───── Records shown
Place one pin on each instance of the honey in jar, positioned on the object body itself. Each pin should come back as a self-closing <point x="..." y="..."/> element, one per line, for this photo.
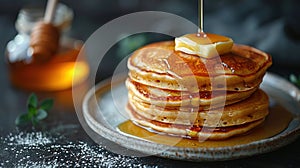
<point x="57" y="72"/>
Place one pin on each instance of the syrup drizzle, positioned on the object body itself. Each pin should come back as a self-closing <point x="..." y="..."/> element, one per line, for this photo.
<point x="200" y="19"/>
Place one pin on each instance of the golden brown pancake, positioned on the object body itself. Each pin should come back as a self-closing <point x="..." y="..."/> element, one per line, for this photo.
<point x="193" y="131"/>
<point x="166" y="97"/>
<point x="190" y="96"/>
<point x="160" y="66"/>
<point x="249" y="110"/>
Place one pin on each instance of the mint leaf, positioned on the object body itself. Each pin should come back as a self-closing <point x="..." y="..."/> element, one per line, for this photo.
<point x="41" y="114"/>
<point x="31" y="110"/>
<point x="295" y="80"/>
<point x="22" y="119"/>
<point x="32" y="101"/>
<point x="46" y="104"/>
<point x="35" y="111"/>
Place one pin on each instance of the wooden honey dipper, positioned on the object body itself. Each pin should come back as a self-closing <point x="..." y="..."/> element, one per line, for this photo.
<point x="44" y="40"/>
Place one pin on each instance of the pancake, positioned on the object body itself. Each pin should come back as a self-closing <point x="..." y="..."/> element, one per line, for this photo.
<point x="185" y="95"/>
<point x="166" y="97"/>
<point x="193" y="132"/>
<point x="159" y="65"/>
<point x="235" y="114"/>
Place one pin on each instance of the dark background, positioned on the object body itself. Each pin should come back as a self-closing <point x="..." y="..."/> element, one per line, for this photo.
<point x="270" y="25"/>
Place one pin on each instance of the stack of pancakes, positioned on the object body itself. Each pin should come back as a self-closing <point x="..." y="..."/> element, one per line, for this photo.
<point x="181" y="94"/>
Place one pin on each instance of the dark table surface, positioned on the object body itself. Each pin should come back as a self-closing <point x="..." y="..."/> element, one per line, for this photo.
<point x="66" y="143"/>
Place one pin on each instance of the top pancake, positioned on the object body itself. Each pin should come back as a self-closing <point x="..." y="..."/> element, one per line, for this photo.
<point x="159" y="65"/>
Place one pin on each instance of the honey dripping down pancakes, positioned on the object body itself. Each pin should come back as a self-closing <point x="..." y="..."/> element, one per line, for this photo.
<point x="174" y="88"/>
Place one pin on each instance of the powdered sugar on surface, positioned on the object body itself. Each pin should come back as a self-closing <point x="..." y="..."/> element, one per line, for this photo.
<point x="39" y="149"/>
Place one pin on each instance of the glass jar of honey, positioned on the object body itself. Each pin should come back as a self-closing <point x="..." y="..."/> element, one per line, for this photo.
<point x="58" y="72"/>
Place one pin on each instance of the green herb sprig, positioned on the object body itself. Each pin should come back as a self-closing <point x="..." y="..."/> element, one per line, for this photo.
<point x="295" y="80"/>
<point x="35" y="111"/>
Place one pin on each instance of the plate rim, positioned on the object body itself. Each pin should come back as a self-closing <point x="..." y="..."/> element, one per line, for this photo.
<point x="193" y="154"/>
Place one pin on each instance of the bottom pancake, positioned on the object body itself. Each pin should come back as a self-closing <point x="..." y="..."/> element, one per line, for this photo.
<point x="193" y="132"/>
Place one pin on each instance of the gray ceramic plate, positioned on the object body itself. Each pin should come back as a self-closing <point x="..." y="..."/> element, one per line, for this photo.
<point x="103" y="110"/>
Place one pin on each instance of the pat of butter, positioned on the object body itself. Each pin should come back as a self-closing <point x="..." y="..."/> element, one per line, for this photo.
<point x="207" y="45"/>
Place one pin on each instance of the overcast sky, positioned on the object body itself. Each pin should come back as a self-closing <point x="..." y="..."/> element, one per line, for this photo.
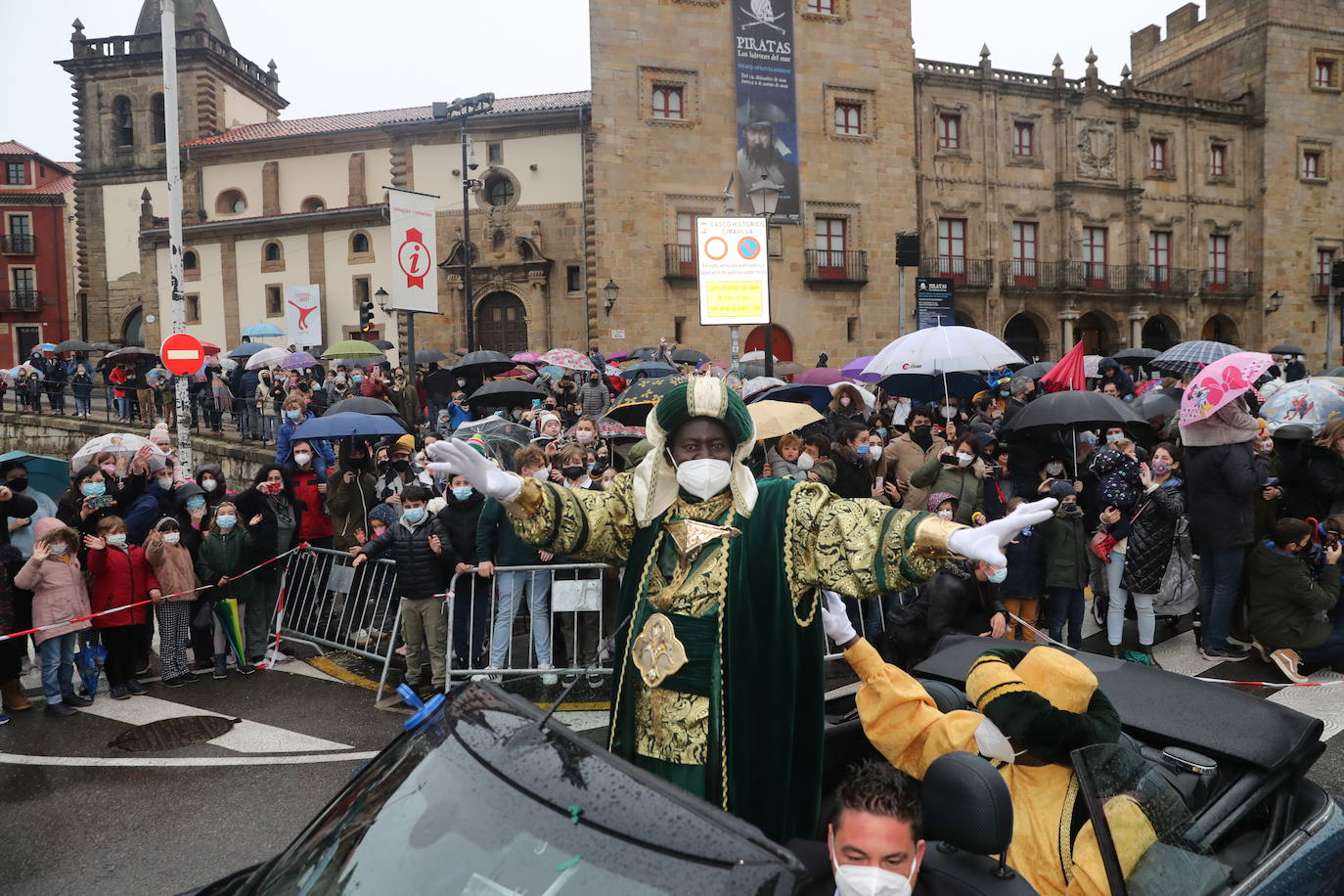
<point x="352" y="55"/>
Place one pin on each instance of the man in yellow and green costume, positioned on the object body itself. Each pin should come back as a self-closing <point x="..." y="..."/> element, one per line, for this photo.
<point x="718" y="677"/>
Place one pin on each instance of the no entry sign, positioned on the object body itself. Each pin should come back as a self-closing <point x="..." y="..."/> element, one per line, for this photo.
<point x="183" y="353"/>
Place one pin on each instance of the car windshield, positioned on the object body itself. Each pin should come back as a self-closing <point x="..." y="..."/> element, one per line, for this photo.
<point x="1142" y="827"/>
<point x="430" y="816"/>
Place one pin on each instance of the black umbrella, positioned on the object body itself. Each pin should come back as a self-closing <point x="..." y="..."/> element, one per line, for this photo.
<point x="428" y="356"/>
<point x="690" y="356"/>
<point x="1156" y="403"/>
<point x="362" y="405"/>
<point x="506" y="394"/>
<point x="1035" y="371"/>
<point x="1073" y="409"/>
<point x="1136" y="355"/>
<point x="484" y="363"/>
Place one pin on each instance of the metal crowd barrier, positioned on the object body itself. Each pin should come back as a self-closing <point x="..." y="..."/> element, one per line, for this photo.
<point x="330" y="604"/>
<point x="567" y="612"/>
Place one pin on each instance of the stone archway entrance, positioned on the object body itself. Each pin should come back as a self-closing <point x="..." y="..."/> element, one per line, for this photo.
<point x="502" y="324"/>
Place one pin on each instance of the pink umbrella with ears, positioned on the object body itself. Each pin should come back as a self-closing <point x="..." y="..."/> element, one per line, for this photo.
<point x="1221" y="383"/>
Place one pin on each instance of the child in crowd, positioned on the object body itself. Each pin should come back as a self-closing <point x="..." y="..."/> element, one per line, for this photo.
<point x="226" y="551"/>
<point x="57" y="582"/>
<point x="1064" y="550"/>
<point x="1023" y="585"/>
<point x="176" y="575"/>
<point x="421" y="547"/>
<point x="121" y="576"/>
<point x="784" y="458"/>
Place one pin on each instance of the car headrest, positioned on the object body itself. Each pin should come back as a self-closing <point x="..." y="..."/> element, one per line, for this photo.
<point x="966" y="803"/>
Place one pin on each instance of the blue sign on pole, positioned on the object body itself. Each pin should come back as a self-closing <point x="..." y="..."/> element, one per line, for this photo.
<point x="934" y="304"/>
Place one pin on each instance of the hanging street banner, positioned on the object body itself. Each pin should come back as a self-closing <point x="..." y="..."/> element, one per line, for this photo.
──────────
───── Records shown
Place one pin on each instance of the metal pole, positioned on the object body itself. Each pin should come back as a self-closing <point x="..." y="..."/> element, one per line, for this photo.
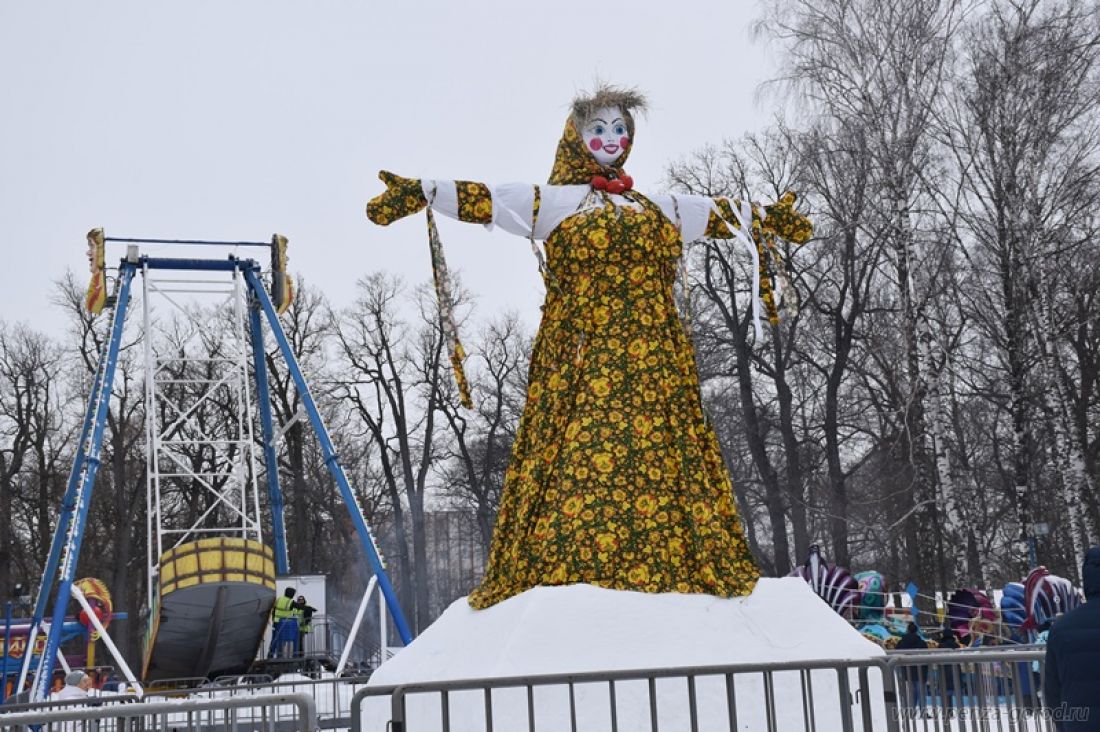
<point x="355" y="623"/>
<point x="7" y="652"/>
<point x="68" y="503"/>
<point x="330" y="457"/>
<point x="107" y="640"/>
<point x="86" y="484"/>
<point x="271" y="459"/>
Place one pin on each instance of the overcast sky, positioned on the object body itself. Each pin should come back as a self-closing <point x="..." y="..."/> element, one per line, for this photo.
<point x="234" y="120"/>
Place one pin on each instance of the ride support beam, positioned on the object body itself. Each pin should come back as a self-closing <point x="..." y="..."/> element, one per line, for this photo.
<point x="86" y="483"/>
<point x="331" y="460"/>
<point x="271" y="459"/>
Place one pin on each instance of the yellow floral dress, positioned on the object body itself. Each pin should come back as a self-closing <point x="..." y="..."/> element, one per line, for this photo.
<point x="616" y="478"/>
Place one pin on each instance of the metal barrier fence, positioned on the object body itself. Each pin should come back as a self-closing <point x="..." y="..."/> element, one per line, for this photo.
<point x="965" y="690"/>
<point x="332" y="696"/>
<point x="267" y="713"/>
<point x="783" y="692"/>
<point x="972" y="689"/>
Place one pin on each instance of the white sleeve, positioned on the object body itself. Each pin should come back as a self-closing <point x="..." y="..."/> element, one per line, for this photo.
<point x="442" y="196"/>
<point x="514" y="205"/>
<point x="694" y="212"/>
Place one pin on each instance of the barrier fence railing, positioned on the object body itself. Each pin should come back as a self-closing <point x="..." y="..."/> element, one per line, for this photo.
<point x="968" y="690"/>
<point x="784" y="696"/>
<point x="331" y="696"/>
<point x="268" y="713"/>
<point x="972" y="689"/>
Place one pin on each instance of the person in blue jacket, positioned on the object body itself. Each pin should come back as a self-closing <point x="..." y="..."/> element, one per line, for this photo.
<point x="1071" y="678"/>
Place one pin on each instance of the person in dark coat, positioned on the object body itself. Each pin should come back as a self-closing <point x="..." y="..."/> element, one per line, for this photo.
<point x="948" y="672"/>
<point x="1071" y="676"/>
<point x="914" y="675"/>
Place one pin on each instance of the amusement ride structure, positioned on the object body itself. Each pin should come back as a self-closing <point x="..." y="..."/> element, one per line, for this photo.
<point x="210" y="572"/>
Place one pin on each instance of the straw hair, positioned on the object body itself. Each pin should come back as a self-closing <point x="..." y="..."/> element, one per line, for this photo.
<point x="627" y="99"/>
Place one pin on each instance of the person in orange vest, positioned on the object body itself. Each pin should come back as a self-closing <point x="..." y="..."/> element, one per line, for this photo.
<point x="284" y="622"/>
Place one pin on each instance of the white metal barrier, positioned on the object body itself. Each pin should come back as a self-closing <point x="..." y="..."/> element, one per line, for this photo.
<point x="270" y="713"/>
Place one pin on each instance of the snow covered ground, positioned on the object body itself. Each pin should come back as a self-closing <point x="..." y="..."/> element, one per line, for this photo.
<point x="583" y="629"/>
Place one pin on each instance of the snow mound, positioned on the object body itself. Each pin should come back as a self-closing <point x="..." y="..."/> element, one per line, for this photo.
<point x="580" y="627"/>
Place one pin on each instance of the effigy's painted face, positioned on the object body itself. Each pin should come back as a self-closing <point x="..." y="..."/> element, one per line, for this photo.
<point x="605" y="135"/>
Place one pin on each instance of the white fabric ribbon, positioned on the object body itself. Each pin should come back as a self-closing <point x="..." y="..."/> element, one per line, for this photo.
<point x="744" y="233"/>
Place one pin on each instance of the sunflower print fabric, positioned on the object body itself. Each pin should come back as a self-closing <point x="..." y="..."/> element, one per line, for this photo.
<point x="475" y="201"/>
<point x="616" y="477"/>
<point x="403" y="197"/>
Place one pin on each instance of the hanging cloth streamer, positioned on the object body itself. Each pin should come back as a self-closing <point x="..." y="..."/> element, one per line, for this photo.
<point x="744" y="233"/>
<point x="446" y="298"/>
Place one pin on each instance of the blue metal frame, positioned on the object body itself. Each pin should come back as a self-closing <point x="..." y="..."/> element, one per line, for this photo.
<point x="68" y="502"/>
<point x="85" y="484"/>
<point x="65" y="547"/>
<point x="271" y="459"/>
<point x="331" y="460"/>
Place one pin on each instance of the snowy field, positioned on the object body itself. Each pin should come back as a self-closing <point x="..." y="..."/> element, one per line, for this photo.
──────────
▶ _Stated exercise_
Can you set out the part of the items that opens with the line containing "Place one pin on each instance of the sunflower" and closes with the line containing "Place one pin on each instance of the snowy" as a numbered list, with any blank lines dropped?

▶ _Answer to this task_
1. Place one pin on each instance of the sunflower print fabric, positioned on the object body itself. Each pin should come back as a self-closing <point x="..." y="..."/> element, one per line, for this photo.
2. <point x="475" y="201"/>
3. <point x="616" y="477"/>
4. <point x="403" y="197"/>
5. Place one pin on each instance of the hanging cloth streamer, positioned on the object body itself. Each pin should come back as a self-closing <point x="..." y="..."/> element, one per line, for this photo.
6. <point x="744" y="233"/>
7. <point x="446" y="298"/>
8. Place one pin on each instance of the blue metal frame, positioned on the object body itself. Each pin should come back as a self-closing <point x="..." y="..."/> element, one per line, for this photo.
9. <point x="68" y="502"/>
10. <point x="85" y="484"/>
11. <point x="65" y="547"/>
12. <point x="271" y="459"/>
13. <point x="331" y="460"/>
14. Place one pin on each instance of the snowy field, positioned on the object body itself. Each pin should come back as a self-closing <point x="..." y="..."/> element, one per line, for this photo.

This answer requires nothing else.